Dataset rows
— Start —
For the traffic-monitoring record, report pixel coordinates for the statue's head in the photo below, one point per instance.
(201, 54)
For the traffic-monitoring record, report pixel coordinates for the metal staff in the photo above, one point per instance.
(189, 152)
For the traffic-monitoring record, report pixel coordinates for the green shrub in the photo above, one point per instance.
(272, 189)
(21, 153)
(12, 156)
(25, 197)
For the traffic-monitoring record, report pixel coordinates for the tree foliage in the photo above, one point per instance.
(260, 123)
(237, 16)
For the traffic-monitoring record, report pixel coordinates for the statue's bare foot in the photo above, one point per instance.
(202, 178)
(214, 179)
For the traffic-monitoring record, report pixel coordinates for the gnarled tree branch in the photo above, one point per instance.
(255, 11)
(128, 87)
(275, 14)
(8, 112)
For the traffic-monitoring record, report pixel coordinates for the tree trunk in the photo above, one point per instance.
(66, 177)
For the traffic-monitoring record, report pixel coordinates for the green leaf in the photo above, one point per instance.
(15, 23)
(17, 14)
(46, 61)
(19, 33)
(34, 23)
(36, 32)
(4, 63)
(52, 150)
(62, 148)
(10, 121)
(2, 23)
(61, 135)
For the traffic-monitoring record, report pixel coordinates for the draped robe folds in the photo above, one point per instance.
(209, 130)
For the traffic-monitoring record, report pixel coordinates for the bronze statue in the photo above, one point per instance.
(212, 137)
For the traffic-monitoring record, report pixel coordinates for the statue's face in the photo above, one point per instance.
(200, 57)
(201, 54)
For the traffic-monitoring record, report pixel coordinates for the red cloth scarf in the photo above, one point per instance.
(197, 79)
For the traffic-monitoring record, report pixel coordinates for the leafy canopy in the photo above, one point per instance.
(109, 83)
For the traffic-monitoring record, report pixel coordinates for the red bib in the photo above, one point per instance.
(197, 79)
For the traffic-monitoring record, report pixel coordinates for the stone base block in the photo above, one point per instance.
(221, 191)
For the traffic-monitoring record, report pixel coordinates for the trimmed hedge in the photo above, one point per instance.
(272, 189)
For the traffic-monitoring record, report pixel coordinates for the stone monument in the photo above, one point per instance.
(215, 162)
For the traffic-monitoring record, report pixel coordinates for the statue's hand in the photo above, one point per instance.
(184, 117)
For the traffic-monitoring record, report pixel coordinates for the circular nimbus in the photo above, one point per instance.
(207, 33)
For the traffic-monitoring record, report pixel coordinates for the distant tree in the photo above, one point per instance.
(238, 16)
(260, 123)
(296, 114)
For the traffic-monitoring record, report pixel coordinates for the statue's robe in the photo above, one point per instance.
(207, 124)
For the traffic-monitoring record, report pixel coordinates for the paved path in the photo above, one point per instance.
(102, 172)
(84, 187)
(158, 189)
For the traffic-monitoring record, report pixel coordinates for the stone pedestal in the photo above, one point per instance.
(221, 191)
— End —
**STATED EXERCISE**
From the listing above, reproduce all the lines exactly.

**RESULT OF THE EXERCISE**
For the traffic-monitoring record, report pixel coordinates for the statue's head in the photo below, one point per instance.
(201, 54)
For the traffic-monitoring record, report pixel coordinates for the metal staff in the photo above, one point per instance.
(189, 152)
For the traffic-monitoring record, report pixel coordinates for the green shrub in the photo above, one point per instance.
(272, 189)
(21, 153)
(12, 156)
(25, 197)
For the traffic-monitoring record, report pixel coordinates for the tree foliage in the photo above, one point per instance.
(260, 123)
(237, 16)
For the traffic-monitoring record, report pixel coordinates for the statue's bare foot in the photo above, one point per instance.
(202, 178)
(214, 179)
For the traffic-monitoring record, report pixel coordinates for the gnarled tree branch in the photo above, one point per instance.
(255, 11)
(128, 87)
(275, 14)
(8, 112)
For the traffic-monitoring record, report pixel coordinates for the tree trunk in the photo above, one point per instance.
(66, 177)
For the traffic-monitoring record, report pixel coordinates for the green leaf in the photo above, one point per instance.
(15, 23)
(17, 14)
(46, 61)
(19, 33)
(34, 23)
(36, 32)
(4, 63)
(52, 150)
(62, 148)
(10, 121)
(2, 23)
(61, 135)
For the traffic-monitoring record, report pixel coordinates for the draped robe folds in the photo above, one point per instance.
(209, 130)
For the traffic-monitoring record, report pixel coordinates for the bronze statue in the photo above, one point per instance.
(212, 137)
For the traffic-monitoring record, report pixel coordinates for the statue's face in the photo above, one point per instance.
(200, 57)
(201, 54)
For the traffic-monitoring record, report pixel coordinates for the red cloth scarf in the photo above, one point per instance.
(197, 79)
For the traffic-monitoring record, report pixel coordinates for the leafy canopy in the photo above, one point per instance.
(109, 83)
For the traffic-monitoring record, report pixel coordinates for the red bib in the photo above, one point per instance.
(197, 79)
For the traffic-monitoring record, report pixel coordinates for the stone base block in the photo above, one point per instance.
(221, 191)
For the traffic-monitoring record, report pixel coordinates for the trimmed hedge in the photo above, one point per instance.
(272, 189)
For the traffic-monitoring record, report pixel coordinates for the stone monument in the photo above, one point per instance.
(215, 162)
For the traffic-monitoring record, report pixel coordinates for the statue's hand in the photo above, one point per instance.
(184, 117)
For the traffic-monitoring record, report pixel coordinates for the circular nimbus in the photo above, one point per instance.
(207, 33)
For the traffic-monitoring record, report pixel coordinates for the distant tree in the photo above, one point per instance.
(238, 16)
(260, 123)
(296, 114)
For the traffic-monitoring record, report pixel coordinates for the statue's robe in the photo above, one point per instance.
(207, 124)
For the traffic-monitoring record, report pixel coordinates for the paved path in the photo above, one point per instance.
(102, 172)
(84, 187)
(158, 189)
For the traffic-monitoring record, report pixel coordinates for the stone pedestal in the photo above, one point per instance.
(221, 191)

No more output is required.